## What is asked
Extract each line in the items below that contains the string "brick". The match is case-sensitive.

## Dataset records

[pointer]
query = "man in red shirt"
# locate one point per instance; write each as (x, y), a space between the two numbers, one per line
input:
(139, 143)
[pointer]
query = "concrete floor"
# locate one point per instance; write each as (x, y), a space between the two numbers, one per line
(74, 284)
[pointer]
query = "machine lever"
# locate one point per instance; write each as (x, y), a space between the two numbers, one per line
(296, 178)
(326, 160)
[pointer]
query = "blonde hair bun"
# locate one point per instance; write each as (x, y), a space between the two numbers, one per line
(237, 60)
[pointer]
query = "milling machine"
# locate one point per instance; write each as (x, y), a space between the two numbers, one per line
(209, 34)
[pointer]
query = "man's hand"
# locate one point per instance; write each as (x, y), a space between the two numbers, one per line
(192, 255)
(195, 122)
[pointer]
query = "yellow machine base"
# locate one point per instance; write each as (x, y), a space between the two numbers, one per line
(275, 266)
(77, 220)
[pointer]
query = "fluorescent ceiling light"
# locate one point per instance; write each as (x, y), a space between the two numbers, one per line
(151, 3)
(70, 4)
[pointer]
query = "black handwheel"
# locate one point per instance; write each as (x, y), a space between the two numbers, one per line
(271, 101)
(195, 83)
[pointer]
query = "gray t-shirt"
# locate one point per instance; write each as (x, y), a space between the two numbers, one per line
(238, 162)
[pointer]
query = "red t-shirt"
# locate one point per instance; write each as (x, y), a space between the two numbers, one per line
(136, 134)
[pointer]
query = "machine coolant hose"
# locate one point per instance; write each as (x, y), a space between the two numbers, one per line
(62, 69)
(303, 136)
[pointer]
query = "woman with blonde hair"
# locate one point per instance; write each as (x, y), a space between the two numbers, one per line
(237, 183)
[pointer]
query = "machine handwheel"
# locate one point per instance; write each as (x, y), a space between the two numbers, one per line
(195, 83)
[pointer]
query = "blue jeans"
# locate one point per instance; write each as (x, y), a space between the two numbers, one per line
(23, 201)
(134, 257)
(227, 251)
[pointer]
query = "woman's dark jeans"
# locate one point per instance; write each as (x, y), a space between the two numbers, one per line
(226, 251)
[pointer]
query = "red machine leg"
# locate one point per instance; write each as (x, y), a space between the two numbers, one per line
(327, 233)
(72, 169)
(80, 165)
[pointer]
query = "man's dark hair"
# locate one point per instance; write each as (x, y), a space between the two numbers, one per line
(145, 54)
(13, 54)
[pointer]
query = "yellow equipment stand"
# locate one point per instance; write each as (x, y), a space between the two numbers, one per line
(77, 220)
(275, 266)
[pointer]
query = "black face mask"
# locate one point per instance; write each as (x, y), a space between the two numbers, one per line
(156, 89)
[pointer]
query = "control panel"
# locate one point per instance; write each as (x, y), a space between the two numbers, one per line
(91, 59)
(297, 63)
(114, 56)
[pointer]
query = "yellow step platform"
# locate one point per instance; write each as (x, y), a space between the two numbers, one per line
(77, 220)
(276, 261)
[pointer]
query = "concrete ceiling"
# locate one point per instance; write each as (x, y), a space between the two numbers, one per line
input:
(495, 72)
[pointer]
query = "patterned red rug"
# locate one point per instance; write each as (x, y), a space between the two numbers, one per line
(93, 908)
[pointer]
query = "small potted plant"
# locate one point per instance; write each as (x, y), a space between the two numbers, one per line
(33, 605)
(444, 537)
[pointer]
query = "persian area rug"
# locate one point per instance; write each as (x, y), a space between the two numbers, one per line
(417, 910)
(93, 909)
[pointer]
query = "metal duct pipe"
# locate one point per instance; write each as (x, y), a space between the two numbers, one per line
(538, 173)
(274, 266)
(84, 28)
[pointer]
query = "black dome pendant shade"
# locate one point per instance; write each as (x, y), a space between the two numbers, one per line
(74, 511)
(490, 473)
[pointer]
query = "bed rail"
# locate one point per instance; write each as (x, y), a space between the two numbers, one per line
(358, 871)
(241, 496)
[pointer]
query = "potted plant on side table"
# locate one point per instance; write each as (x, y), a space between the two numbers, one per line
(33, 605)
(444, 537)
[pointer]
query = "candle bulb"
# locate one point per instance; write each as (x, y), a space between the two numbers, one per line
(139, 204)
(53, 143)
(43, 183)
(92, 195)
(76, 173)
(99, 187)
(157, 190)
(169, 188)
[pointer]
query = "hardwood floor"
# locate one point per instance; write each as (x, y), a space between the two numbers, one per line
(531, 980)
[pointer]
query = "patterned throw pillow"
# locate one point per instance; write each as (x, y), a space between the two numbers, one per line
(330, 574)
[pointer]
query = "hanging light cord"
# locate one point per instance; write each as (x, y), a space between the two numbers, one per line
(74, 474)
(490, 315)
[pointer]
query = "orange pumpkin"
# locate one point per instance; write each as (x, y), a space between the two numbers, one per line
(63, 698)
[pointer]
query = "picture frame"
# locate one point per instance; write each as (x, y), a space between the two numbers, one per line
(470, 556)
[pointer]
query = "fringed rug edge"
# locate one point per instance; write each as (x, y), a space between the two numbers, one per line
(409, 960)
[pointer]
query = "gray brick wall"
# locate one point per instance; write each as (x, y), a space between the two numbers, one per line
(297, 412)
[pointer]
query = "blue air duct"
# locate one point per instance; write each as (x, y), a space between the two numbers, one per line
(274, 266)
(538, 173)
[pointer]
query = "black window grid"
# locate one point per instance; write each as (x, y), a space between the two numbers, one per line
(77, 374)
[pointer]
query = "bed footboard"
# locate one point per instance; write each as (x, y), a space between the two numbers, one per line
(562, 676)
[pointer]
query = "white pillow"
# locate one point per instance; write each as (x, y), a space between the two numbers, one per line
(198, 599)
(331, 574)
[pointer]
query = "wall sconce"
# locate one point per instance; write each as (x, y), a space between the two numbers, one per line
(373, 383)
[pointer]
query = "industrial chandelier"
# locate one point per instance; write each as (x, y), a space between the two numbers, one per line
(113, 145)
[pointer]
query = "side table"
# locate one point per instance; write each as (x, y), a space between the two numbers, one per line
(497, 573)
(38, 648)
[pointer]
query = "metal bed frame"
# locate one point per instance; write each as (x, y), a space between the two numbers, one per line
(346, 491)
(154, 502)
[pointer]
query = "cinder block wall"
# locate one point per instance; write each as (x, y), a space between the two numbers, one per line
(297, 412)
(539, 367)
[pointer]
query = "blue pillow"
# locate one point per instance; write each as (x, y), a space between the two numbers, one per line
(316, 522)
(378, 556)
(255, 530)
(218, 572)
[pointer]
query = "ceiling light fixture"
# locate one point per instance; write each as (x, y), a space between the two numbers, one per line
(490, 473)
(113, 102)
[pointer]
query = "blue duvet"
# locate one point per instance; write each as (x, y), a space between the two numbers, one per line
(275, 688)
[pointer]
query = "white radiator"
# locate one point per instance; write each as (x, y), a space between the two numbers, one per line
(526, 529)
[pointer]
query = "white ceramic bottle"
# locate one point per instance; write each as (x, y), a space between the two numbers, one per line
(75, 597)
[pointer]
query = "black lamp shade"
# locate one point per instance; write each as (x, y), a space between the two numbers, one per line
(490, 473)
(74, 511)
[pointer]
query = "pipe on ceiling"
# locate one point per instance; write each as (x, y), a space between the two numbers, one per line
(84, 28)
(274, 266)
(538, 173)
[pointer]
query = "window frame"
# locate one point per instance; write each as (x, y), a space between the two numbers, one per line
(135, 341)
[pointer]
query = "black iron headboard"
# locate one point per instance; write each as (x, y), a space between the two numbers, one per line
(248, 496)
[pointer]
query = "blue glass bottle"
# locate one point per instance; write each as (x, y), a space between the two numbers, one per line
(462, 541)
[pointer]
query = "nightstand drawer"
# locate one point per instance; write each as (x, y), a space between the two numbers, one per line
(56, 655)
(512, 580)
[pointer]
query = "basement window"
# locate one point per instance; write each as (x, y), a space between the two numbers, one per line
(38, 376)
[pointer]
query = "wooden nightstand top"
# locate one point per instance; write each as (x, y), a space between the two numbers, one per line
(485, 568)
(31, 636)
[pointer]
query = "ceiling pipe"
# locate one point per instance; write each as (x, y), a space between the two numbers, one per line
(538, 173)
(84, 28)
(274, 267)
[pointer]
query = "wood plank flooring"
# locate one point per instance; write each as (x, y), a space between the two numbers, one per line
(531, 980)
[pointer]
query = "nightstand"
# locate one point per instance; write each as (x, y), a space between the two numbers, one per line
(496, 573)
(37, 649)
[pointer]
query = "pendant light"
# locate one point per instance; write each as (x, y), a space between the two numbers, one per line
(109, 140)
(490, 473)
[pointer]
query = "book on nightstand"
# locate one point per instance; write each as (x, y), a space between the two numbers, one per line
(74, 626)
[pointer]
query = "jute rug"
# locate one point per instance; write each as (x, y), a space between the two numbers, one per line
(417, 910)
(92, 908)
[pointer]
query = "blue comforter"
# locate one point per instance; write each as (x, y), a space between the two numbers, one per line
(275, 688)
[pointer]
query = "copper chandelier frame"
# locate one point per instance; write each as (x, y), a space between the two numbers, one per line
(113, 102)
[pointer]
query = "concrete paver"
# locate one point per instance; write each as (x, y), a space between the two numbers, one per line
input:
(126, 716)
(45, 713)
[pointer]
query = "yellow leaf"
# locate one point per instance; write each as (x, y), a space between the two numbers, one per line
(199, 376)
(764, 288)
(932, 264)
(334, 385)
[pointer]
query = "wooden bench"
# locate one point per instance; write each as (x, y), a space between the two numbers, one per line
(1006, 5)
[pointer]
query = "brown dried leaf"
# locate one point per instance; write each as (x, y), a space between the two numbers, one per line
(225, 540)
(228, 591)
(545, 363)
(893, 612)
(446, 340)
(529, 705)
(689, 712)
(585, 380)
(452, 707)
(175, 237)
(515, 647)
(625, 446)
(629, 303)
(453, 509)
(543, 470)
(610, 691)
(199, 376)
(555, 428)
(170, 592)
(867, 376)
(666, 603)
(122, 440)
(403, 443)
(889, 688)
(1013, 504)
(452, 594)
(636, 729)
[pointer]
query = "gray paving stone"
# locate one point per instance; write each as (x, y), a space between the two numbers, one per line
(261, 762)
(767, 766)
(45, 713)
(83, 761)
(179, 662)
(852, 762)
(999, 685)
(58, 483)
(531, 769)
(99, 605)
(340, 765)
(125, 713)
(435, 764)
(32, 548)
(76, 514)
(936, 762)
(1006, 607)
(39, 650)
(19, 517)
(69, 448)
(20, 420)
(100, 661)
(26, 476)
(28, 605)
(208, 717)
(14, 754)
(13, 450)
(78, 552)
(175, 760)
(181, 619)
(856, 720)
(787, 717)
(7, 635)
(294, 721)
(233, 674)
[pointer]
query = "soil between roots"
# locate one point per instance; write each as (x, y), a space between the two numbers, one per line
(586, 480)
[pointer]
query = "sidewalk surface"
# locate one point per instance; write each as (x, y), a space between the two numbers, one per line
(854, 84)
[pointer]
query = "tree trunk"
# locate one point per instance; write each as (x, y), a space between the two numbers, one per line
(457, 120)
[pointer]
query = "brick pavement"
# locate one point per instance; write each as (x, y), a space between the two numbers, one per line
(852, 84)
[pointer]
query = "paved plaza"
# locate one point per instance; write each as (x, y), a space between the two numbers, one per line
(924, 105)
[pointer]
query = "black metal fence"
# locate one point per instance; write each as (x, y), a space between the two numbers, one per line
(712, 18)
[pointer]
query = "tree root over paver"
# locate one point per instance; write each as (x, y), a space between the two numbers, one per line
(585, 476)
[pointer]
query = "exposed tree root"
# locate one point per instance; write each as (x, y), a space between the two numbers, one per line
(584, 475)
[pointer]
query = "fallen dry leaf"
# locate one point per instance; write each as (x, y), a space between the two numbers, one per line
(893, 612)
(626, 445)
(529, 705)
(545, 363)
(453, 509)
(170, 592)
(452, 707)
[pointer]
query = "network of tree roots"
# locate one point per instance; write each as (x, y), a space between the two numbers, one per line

## Exercise solution
query = "gray brick wall"
query = "brick pavement"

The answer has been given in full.